======== DOCUMENT PASSAGE ========
As for those old standbys – printed circulars and paper coupons – both also saw gains. 43% consult their stores’ weekly ads, up from 36% last year. And 25% clip coupons from the Sunday newspaper inserts, up from last year’s low of just 21%. TABS says its findings show the continued importance of circulars – but when it comes to paper coupons, it’s not impressed. TABS dismissed the increase in paper coupon usage as “a ‘dead cat bounce,’ in which short-term gain is obscured by significant long-term decline.”

“As people are home more, it stands to reason that they may be more likely to use newspapers” and the coupon inserts they contain, Jetta said. But overall, paper coupon use has plummeted since 2013, the first year of TABS’ survey. Back then, 45% of shoppers reported using coupons from the Sunday newspaper inserts. But nearly every year since, that percentage has declined precipitously. “It’s questionable if that thing’s going to last,” Jetta said of the printed coupon insert.

But that doesn’t mean shoppers don’t want to save. It just means they want to save differently. Every year, TABS points out that the heaviest deal-seekers are also the heaviest buyers. “Consumers that use more deals buy more stuff. It’s an incentive to buy,” Jetta said. “It is absolutely irrefutable, the cause and effect that offering more deals drives more sales.”

So, especially at a time like this, cutting back on deals is counterproductive, TABS argues. “One of my life’s missions,” Jetta said, in comments directed at marketers, “is to disabuse people of the notion that deals are bad. They can and should be good. You can and should be making money at it. And just because you’re executing them poorly doesn’t mean that you should eliminate them or try to reduce them.”

If marketers are worried about their profits in this difficult time, TABS says they should raise their everyday prices, so less price-sensitive shoppers will pay more. And they should offer plenty of deals, so more price-sensitive shoppers can pay less – and reward retailers and brands with increased purchases and greater loyalty.

With few of us spending money on vacations or other big-ticket discretionary items these days, the grocery industry “is uncharacteristically strong,” TABS concludes. “While there is a rationale for deeper and more frequent promotional pricing, there is equally a strong rationale for increases in everyday price, given the growth in demand.” TABS thinks it’s better for everyone if the industry can do both – just as long as you find yourself on the right side of the equation.
======== MATERIAL PROVIDED ========
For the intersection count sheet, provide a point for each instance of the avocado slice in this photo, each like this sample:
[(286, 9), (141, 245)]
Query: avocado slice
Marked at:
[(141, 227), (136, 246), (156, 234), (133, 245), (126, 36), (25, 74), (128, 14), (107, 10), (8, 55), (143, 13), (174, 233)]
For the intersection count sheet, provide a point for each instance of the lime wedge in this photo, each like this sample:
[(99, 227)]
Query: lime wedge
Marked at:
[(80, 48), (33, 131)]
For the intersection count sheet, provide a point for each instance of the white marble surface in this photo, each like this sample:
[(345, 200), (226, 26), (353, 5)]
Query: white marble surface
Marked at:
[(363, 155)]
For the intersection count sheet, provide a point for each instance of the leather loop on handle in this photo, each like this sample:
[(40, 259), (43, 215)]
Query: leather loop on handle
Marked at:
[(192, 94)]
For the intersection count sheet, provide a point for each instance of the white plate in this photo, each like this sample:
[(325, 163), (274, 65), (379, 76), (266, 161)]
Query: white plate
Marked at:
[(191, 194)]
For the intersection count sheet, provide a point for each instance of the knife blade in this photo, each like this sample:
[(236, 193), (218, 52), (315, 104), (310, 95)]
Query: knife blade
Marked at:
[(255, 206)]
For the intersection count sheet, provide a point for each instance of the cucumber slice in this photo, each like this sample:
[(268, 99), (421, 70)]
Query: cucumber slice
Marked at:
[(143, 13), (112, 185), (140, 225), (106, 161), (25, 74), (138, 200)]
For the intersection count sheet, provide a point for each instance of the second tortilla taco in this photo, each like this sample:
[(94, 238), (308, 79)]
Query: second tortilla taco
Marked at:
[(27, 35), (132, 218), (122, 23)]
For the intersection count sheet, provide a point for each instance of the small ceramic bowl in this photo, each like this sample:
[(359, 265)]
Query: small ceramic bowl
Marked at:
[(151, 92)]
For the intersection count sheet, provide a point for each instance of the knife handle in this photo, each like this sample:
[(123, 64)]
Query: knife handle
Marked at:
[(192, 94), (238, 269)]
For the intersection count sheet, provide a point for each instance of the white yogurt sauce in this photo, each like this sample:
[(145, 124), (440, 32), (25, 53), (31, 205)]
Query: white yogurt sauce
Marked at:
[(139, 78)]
========
EXERCISE DESCRIPTION
Rewrite the part of the passage on coupons and deal pricing that opens with the words containing "If marketers are" and closes with "and greater loyalty.", putting "advertisers" in place of "marketers". You won't need the data for this.

FINISHED TASK
If advertisers are worried about their profits in this difficult time, TABS says they should raise their everyday prices, so less price-sensitive shoppers will pay more. And they should offer plenty of deals, so more price-sensitive shoppers can pay less – and reward retailers and brands with increased purchases and greater loyalty.